Opdracht:
Schrijf een vervolg op de geselecteerde tekst over de EUFOR-missie in Bosnië, te beginnen na de laatste zin ervan.

Geselecteerde tekst:
◇ ◇ ◇ ◇

Het is waar dat dit al heel lang duurt: 28 jaar. Daar werd terecht naar verwezen. Tegelijkertijd, met alle zorgen die er zijn, mag je ook constateren dat er sprake is van een geleidelijke stabilisatie sinds de tekening van Dayton. Je ziet dat in ieder geval ook terug in de afname van het aantal troepen: 63.000 in 1996 en circa 1.000 nu. Zonder naïef te willen zijn en zonder iets af te willen doen aan alle kanttekeningen die we zeer realistisch met elkaar geplaatst hebben in het commissiedebat, is dat natuurlijk wel een goede ontwikkeling. Maar daar hoort meteen een dosis realisme bij. Er is geen enkele illusie over hoe wij daar weleens even zelf met de Nederlandse bijdrage de situatie zouden kunnen oplossen. Dat bestaat gewoon niet. Volgens mij was dat realisme ook een van de winstpunten uit de dialoog die we gevoerd hebben. EUFOR is wat ons betreft wel degelijk van grote toegevoegde waarde. Die operatie draagt bij aan het creëren van een context waarin ten minste vooruitgang mogelijk zou moeten zijn.

Dan een aantal dingen over de escalatie en handelingsopties. De heer Sjoerdsma vroeg daarnaar en mevrouw Piri vroeg daar opnieuw naar. Ook de heer Van Wijngaarden vroeg daarnaar, helemaal in de geest van wat de heer Brekelmans ook naar voren heeft gebracht. We hebben natuurlijk uitgebreid gesproken over de ontwikkelingen in de Republika Srpska. In dat kader wil ik graag het volgende opmerken. De heer Sjoerdsma en anderen verwezen daar ook naar, mevrouw Piri volgens mij ook. De beslissing van het parlement daar om uitspraken van het Bosnische constitutionele hof niet te erkennen, veroordelen wij ten sterkste, net zoals de HV, de EU en de VS dit inmiddels hebben gedaan. Dat gaat namelijk simpelweg in tegen de Bosnische grondwet en tegen Dayton. Dat is zeer, zeer onverstandig en daar nemen wij met klem afstand van. Dat is geen nieuw geluid. Dat zeg ik niet ter vergoelijking, maar wel om het in context te plaatsen. We moeten ook zien hoe die specifieke beslissing uitpakt. Maar het motiveert mij alleen maar meer om hier ook diplomatiek werk van te blijven maken.

◇ ◇ ◇ ◇

Regels:
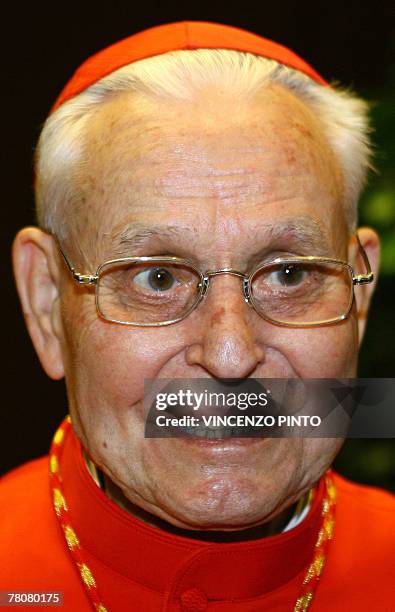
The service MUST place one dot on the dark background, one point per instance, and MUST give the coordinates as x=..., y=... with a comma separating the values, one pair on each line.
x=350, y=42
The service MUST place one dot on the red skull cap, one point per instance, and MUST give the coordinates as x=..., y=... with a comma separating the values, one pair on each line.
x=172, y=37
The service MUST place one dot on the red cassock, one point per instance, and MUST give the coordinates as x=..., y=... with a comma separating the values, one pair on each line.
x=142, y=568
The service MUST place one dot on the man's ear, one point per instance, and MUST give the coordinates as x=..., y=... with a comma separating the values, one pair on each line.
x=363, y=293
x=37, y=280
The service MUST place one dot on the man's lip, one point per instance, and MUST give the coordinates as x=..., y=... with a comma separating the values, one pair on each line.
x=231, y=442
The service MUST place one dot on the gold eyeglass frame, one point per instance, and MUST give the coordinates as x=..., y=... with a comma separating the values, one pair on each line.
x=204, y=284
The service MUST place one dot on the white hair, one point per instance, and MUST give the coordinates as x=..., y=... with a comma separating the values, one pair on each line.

◇ ◇ ◇ ◇

Antwoord:
Dan ben ik meteen bij de tweede vraag van de heer Sjoerdsma. Hij vroeg, als echo van zijn vraag uit het commissiedebat: wil het kabinet zich blijven inspannen in de volle breedte en hier zorgen voor engagement? Daar ben ik het zeer mee eens en dat zeg ik hem graag toe. Dat moet ambtelijk, politiek, diplomatiek, bilateraal er overigens ook via de Europese Unie. Dat laatste is natuurlijk een route die we met name in dit verband heel veel bewandelen.

Voorzitter. Dan is het goed om nog te benoemen dat we gisteren nog contact hebben gehad met de HV. Die volgt de situatie nauwgezet, ook naar aanleiding van de laatste uitspraken. Het is ook aan hem om eventuele stappen te zetten of nog maatregelen te nemen.

Minister Ollongren en ik hebben gisteren al gezegd dat er vervolgens een aantal denkbare, maar overigens ook zeer onwaarschijnlijke scenario's zijn. Ik denk dat het onmogelijk is om hier in te gaan op elke mogelijke casuïstiek. Ik wil daar dus een beetje terughoudend in zijn, maar er zijn wel een paar dingen die ik zou kunnen noemen.

Ik zal een voorbeeld noemen. Het is natuurlijk niet een scenario om aan te moedigen, maar vorige week ging het daar wel over: stel nou dat Dodik de onafhankelijke republiek uitroept. Naar onze waarneming zullen de HV en EUFOR Althea dan samen de balans moeten opmaken. Zij zullen dan ook kijken naar handelingsopties binnen het gegeven mandaat. Laat ik daar heel duidelijk over zijn: het gaat daarbij dan evident over een ongrondwettelijke daad, in strijd met Dayton. De HV beschikt over een vergaand instrumentarium: de zogenaamde Bonn Powers. Op basis daarvan kunnen wetten nietig worden verklaard en bestuurders uit hun ambt worden gezet.

Een dergelijke situatie vereist naar onze stellige overtuiging dan ook primair een politieke respons. EUFOR zal op zo'n moment de militaire aspecten van Dayton handhaven, primair door tussenkomst van de Bosnische federale veiligheidstroepen, leger en politie. Zo nodig kan EUFOR dat ook zelfstandig doen. Maatregelen die gepaard zouden gaan met een eventuele afscheiding, zullen uiteraard worden voorzien van een gepast antwoord. En dan zal natuurlijk altijd gekeken worden naar de proportionaliteit. De commandant van EUFOR is daartoe ook bevoegd. Nou, we hebben het nu over een scenario dat vanzelfsprekend tot grote, grote internationale spanningen en veroordelingen zal leiden. Er zal een enorme druk komen om die maatregelen terug te draaien. Ik hoop dat ik daarmee in ieder geval in de geest van de what-ifs heb geantwoord.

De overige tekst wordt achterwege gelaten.